## Instructions to follow
Start to finish, reproduce the records below with nothing missing.

Saved entries
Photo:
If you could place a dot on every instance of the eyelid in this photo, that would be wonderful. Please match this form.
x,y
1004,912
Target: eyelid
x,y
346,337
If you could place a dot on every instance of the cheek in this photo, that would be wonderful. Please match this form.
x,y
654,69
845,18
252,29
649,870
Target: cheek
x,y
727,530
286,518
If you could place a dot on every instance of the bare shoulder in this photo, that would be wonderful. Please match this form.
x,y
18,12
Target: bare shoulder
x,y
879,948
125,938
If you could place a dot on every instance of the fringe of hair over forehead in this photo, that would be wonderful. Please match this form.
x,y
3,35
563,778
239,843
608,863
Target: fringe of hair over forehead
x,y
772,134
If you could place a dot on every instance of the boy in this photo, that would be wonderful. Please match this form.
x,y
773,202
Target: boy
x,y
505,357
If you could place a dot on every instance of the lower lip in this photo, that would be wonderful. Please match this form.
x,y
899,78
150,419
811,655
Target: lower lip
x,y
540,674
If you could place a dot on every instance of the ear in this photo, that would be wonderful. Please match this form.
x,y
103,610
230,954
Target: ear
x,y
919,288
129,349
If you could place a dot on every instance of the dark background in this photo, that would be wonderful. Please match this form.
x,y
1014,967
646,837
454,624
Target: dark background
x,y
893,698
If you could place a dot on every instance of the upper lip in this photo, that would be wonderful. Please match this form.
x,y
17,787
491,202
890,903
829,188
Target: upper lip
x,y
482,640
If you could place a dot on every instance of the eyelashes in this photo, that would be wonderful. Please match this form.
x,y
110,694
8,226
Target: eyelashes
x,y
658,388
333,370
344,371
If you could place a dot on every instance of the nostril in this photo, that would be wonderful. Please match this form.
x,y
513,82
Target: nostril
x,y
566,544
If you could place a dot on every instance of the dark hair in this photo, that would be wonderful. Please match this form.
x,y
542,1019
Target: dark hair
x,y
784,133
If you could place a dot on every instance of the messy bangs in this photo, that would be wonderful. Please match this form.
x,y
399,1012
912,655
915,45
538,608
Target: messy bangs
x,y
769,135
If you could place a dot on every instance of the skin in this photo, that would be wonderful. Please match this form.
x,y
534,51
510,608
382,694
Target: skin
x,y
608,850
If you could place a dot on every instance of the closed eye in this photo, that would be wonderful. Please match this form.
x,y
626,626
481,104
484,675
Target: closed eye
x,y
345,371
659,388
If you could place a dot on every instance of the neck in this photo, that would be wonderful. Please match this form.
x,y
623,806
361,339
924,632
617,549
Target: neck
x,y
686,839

## Result below
Photo:
If you could place a dot on every instance of the eyelid in this photo, that would be wonderful. Please match this form.
x,y
1004,912
Target: eyelid
x,y
346,337
If you could place a dot on every instance of the cheek in this photo, that would be wonderful. Please match this form.
x,y
654,69
845,18
252,29
649,870
Target: cheek
x,y
727,530
286,518
If you could place a dot on every instance of the bare shoulder in this photo, that would be wonderful. Please match this form.
x,y
18,12
Target: bare shoulder
x,y
879,948
125,938
If you could place a dot on every instance of the fringe of hair over forehead in this photo, that would be wonderful. Please match this form.
x,y
3,35
563,778
239,843
608,863
Target: fringe of hair over forehead
x,y
772,134
If you could place a dot on every instance of the boy in this photo, that would be wonderful. Please match this form.
x,y
773,202
Target: boy
x,y
505,357
If you could place a dot on every instance of the lower lip in this photo, that would be wonderful. Please match this form.
x,y
899,78
150,419
811,655
Target: lower lip
x,y
540,674
If you could place a dot on every instance of the ear in this photo, that would be wonderful. Please match this form.
x,y
103,610
230,954
Target: ear
x,y
919,288
129,349
If you could place a dot on every instance of the dark background in this photo, that would be wonderful. Please match this form.
x,y
1014,967
646,837
454,624
Target: dark background
x,y
893,698
If you could place a dot on every instance of the upper lip in this photo, that would be wonderful. Please match this form.
x,y
17,787
491,202
890,903
829,188
Target: upper lip
x,y
482,640
If you could place a dot on every instance of the eyelashes in this photo, that would be wonderful. Please match this form.
x,y
110,694
8,226
Target: eyelashes
x,y
658,388
333,370
344,371
If you could place a dot on every instance of the nostril in this photo, that would be wonderful. Please match this form.
x,y
513,82
Target: nostril
x,y
566,544
If you could place a dot on every instance of the dark hair in this photo, that would be wonderful. Please match this form.
x,y
542,1019
Target: dark hair
x,y
784,133
If you could place a dot on every instance of the messy bangs in this photo, that would be wonderful. Please match this form.
x,y
399,1012
912,655
915,45
538,608
Target: messy bangs
x,y
769,135
If you could place a dot on every instance of the skin in this photo, that would be wonderful. Please match this form.
x,y
534,51
510,608
382,694
Target: skin
x,y
608,850
If you could place a dot on every instance of the closed eye in this photo, that would be wonderful. Please match this form.
x,y
626,626
481,104
484,675
Target: closed eye
x,y
345,371
659,388
If you could place a dot on every instance of the neck in this photo, that would be wonderful. Please match this form.
x,y
623,806
361,339
924,632
617,549
Target: neck
x,y
686,839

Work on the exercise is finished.